- SOURCE TEXT
————————

Rio de Janeiro: G20 leaders began arriving for a summit in Brazil on Monday to try reignite deadlocked climate talks and overcome their differences on the Middle East and Ukraine wars ahead of Donald Trump’s return to the White House.

US President Joe Biden will attend his last summit of the world’s leading economies, but as a lame duck leader eclipsed by Chinese President Xi Jinping, the most influential leader at this year’s meeting.

Brazil’s left-wing President Luiz Inacio Lula da Silva is using his hosting duties to promote issues close to his heart, including fighting hunger and climate change and taxing the super-rich.

But the wars which have bitterly divided G20 members are also set to feature prominently in the discussions.

A Brazilian foreign ministry source said Monday that some countries wanted to renegotiate a draft summit communique.

“For Brazil and other countries the text is already finalized, but some countries want to open up some points on wars and climate,” he told AFP.

Biden’s decision Sunday to allow Ukraine to use long-range US missiles to strike targets inside Russia — a major policy shift — could prompt European allies to also review their stance.

————————

- DATASET EXCERPTS
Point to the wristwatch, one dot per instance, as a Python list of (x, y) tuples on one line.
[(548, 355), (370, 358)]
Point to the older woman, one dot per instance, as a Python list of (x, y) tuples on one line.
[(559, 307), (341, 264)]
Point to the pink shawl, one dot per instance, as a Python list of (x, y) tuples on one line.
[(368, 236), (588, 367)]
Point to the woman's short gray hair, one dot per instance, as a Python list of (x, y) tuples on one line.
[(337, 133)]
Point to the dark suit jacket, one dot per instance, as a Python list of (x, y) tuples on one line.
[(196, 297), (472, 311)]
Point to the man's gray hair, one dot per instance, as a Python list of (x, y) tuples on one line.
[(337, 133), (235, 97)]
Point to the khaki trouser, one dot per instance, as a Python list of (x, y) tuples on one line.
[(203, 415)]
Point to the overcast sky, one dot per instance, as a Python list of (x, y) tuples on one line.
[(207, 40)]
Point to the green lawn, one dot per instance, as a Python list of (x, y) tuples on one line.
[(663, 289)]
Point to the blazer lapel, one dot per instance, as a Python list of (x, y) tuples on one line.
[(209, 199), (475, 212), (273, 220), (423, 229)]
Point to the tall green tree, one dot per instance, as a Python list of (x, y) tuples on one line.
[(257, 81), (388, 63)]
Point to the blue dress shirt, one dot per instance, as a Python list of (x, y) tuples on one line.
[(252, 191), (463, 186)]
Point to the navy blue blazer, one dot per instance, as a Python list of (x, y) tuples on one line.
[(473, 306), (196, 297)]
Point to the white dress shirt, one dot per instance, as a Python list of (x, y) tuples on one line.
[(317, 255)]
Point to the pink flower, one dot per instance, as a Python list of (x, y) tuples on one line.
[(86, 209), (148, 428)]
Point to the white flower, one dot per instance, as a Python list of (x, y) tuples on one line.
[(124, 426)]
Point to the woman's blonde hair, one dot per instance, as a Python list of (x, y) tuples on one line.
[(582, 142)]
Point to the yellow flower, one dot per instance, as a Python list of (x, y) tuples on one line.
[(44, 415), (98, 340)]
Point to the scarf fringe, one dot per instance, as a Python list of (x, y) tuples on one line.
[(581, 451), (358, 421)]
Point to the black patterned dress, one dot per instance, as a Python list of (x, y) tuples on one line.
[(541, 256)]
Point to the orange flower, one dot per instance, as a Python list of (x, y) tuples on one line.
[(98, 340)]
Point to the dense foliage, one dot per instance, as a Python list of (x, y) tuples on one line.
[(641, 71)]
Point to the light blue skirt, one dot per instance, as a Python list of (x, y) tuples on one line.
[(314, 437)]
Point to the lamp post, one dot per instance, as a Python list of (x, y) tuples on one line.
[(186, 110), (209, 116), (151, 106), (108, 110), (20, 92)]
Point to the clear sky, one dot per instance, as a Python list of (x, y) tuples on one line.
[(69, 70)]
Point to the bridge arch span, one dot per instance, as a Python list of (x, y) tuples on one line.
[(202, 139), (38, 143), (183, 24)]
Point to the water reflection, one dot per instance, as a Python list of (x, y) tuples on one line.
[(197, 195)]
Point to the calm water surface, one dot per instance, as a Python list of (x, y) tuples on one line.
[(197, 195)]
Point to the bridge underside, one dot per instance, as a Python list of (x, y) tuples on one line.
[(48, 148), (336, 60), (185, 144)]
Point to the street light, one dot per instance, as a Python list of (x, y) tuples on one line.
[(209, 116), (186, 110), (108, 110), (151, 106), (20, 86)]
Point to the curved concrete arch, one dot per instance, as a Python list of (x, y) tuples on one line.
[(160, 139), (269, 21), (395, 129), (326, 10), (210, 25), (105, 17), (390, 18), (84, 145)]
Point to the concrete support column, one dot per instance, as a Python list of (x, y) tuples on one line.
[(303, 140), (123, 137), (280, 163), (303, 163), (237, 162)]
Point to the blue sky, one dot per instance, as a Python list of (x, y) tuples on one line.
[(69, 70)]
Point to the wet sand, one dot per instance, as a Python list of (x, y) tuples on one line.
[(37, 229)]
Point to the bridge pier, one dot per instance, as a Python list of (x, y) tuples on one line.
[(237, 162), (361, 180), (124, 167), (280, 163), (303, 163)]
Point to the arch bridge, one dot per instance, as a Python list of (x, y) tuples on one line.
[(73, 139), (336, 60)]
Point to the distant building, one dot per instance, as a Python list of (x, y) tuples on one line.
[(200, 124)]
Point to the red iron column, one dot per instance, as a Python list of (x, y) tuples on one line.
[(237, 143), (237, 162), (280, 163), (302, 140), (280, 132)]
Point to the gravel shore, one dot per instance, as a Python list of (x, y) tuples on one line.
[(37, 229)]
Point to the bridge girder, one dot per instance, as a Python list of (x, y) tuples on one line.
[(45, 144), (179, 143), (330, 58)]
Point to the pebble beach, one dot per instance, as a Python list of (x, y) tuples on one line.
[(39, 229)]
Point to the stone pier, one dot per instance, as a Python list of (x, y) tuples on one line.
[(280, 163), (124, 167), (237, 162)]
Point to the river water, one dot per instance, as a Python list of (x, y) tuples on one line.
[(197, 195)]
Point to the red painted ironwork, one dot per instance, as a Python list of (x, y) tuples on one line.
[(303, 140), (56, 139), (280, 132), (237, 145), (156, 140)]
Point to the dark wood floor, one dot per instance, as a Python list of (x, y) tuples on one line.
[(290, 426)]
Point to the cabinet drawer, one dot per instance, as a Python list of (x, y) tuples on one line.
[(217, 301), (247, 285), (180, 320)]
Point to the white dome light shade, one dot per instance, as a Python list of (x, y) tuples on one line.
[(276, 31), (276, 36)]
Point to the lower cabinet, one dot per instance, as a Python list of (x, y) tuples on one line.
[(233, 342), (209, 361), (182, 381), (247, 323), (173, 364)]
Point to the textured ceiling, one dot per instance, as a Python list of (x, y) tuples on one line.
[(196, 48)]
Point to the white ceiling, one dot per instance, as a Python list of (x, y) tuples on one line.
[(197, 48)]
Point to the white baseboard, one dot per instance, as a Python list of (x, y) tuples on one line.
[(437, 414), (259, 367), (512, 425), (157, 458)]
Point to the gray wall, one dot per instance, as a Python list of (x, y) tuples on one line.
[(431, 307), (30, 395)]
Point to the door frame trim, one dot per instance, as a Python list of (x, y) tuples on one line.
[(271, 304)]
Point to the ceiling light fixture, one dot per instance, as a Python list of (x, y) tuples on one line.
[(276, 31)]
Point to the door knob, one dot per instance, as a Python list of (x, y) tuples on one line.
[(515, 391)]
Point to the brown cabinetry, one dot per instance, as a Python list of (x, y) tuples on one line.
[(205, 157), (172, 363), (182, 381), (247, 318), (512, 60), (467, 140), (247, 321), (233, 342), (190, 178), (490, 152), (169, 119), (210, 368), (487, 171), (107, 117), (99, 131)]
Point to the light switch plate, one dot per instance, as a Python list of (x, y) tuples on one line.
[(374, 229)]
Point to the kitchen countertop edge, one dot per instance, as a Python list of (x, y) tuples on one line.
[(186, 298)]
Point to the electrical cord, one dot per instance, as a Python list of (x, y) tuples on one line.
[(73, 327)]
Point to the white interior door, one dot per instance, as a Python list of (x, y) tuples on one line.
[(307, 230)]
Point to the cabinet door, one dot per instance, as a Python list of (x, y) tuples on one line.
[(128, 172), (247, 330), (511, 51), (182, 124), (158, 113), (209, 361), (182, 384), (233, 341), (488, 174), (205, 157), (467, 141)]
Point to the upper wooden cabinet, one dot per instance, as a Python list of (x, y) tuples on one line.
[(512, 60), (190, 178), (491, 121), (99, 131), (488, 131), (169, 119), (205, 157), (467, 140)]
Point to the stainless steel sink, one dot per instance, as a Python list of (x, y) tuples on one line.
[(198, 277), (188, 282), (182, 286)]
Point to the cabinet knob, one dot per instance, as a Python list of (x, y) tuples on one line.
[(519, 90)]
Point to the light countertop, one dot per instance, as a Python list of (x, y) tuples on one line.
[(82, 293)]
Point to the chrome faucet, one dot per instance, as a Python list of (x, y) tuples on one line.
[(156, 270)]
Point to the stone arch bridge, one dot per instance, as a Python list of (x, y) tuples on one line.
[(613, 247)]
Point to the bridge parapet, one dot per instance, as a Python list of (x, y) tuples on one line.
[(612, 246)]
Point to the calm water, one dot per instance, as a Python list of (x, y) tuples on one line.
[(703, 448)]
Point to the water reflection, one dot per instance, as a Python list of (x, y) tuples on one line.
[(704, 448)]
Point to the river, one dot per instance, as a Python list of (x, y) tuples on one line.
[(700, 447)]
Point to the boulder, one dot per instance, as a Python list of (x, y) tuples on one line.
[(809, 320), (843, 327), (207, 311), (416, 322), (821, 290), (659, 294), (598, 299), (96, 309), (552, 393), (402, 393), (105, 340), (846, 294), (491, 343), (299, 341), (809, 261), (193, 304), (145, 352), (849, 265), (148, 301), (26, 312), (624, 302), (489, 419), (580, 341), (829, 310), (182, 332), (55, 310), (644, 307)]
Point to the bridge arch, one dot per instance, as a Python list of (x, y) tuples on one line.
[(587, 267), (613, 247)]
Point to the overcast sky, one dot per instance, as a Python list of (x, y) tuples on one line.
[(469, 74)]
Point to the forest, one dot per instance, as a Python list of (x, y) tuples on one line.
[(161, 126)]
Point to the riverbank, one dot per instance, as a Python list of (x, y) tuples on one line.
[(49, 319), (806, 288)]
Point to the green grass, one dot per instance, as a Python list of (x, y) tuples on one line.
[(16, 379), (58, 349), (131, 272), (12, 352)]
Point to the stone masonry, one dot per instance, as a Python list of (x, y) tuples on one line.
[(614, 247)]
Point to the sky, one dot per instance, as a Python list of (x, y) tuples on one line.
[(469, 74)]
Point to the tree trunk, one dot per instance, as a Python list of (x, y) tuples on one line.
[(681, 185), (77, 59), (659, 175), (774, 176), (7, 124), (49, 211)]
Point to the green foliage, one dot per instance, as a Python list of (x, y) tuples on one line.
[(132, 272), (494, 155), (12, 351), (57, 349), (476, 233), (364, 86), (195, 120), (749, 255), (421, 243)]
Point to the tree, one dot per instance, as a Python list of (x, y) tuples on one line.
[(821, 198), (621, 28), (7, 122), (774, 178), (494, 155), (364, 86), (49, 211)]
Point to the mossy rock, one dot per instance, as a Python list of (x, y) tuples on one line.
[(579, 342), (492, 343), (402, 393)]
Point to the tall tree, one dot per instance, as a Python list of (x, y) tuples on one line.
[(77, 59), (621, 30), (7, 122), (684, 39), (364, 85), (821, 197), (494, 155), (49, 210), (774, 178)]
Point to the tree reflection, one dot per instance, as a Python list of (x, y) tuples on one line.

————————

- ACTIVITY
From the G20 summit report, extract everything from "But the wars" down to "he told AFP." word for word.

- EXERCISE RESPONSE
But the wars which have bitterly divided G20 members are also set to feature prominently in the discussions.

A Brazilian foreign ministry source said Monday that some countries wanted to renegotiate a draft summit communique.

“For Brazil and other countries the text is already finalized, but some countries want to open up some points on wars and climate,” he told AFP.